Exercise brief -
Swap each "ceiling fan" in the records below for "overhead fan" and write out every line again, changing nothing else. Leave the pictures out.

====== Material shown ======

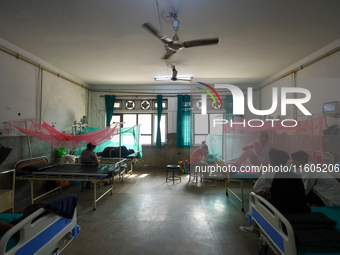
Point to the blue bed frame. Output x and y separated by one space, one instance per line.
271 221
47 234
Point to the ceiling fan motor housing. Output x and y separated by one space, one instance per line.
175 45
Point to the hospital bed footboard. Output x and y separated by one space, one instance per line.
40 233
275 230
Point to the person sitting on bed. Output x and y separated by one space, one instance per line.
257 151
284 190
88 156
321 189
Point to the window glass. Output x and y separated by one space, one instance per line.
201 124
129 120
162 125
217 130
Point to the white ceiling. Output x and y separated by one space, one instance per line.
102 41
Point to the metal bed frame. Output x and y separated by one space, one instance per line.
94 178
43 235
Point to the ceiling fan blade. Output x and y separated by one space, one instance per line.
155 32
168 54
185 79
174 75
201 42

======

Answer to the problem -
Point to the blue bed frame. Output x and y separated by one space, one instance per line.
271 221
47 234
Point to the overhead fan motor housing. Output x and y separated by one space, one instance per line.
175 45
Point to the hospital bed footboard. Output x and y separated by one space, one instance per line.
40 233
275 230
Point to the person sitting on bed. Output x and y separated by one space, one instance per line.
257 151
284 190
88 156
321 189
Point to the window glass. Output x and y separated by one space, one instance per line.
201 124
129 120
162 125
217 130
Point to the white ceiling. Output x and y separated by one space, one instance per line.
102 41
Point to the metal bed frame. Output x and y separated by one space, one instance per line.
94 178
43 235
Point to the overhead fan blade. Output x and y separated by one space, one instance per line.
155 32
168 54
185 79
174 75
201 42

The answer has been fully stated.